TASK BRIEF: Repeat the entries exactly, keeping every line as it is.
Top of DATA TO USE
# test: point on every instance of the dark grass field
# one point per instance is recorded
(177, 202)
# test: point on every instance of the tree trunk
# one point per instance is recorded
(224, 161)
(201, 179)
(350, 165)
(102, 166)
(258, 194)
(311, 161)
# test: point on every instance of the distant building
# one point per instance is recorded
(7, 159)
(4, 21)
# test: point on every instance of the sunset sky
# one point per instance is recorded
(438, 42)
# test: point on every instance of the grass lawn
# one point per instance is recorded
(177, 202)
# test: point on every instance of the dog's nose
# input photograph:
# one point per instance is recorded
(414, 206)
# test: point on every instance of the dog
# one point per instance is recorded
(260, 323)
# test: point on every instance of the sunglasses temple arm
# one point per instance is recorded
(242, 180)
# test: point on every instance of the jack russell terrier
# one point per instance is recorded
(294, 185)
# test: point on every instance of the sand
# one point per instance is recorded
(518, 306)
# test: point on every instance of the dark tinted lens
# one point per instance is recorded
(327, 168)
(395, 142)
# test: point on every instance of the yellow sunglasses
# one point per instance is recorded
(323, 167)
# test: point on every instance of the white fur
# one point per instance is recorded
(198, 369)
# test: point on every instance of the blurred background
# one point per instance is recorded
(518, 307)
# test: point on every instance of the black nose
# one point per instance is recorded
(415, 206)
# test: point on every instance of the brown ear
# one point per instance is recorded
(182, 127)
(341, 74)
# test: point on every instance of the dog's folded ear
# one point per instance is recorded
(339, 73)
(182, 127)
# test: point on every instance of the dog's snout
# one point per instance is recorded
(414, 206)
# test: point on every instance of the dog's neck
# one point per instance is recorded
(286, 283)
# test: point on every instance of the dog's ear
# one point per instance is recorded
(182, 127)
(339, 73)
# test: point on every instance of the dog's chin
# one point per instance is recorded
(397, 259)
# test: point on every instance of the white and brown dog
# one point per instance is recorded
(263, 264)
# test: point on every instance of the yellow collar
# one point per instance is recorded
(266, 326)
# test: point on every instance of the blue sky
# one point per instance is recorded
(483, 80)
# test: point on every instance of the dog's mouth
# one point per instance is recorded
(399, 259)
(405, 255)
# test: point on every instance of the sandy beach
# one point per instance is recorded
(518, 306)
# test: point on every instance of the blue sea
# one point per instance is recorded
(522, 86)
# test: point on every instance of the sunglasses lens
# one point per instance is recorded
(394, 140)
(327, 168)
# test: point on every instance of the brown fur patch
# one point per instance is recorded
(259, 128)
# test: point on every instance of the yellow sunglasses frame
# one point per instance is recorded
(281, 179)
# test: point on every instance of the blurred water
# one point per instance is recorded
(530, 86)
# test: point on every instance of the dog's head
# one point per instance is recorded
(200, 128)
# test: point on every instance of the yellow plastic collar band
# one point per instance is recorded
Bottom of DATA TO USE
YOUR SOLUTION:
# test: point on every instance of the dark grass field
# one point per instance is recorded
(177, 202)
# test: point on every instance of the tree trunk
# one point per instance is recorded
(224, 161)
(201, 179)
(350, 165)
(102, 166)
(258, 194)
(311, 161)
# test: point on every instance of the distant building
# one point per instance is recorded
(7, 159)
(4, 21)
# test: point on every instance of the sunset sky
# one point per instance is recorded
(438, 42)
# test: point on every instance of the grass lawn
# one point per instance is recorded
(177, 202)
# test: point on every instance of the dog's nose
# input photograph:
# one point per instance is recorded
(414, 206)
# test: point on every instance of the dog
# one point per instance is recorded
(260, 323)
# test: point on every instance of the sunglasses temple arm
# one point per instance is recorded
(242, 180)
# test: point on every instance of the jack russell terrier
# one point per instance is recorded
(294, 185)
# test: point on every instance of the sand
# one point per instance is recorded
(518, 306)
# test: point on every instance of the dark tinted lens
# one point per instance is recorded
(327, 168)
(395, 142)
# test: point on every instance of the yellow sunglasses
# one point per instance is recorded
(323, 167)
# test: point on every instance of the white fur
# one point per instance is recorded
(198, 369)
# test: point on every instance of the blurred background
# one point per instance is recorded
(518, 307)
# test: point on every instance of the black nose
# one point per instance is recorded
(415, 206)
# test: point on every instance of the brown ear
# one point per instance is recorded
(182, 127)
(341, 74)
# test: point on every instance of the dog's folded ear
# one point per instance is recorded
(339, 73)
(182, 127)
# test: point on every instance of the dog's snout
# one point per instance is recorded
(414, 206)
# test: point on every instance of the dog's neck
# one point per instance is recorded
(286, 283)
# test: point on every instance of the dog's ear
# one point per instance is recorded
(182, 127)
(339, 73)
# test: point on every instance of the dog's chin
# one point per instance is recorded
(397, 259)
# test: point on every instance of the white and brown dog
# one point per instance is recorded
(263, 264)
# test: point on every instance of the yellow collar
# one point per instance is recorded
(266, 326)
# test: point on every instance of the blue sky
# one point per instance is recorded
(483, 80)
# test: point on every instance of the dog's mouth
# one point per instance is recorded
(399, 259)
(405, 255)
# test: point on every instance of the sandy beach
# one point per instance is recorded
(518, 306)
# test: point on every instance of the blue sea
# one point per instance is recorded
(522, 86)
# test: point on every instance of the sunglasses lens
# one point per instance is recorded
(394, 140)
(327, 168)
# test: point on every instance of the brown fur patch
# one point per instance is recorded
(259, 128)
# test: point on every instance of the yellow sunglasses frame
# one point per instance is recorded
(281, 179)
# test: point on every instance of the blurred water
# one point per instance is recorded
(530, 86)
# test: point on every instance of the dog's head
# one point per instance is recorded
(200, 128)
# test: point on every instance of the yellow plastic collar band
# one point per instance is recorded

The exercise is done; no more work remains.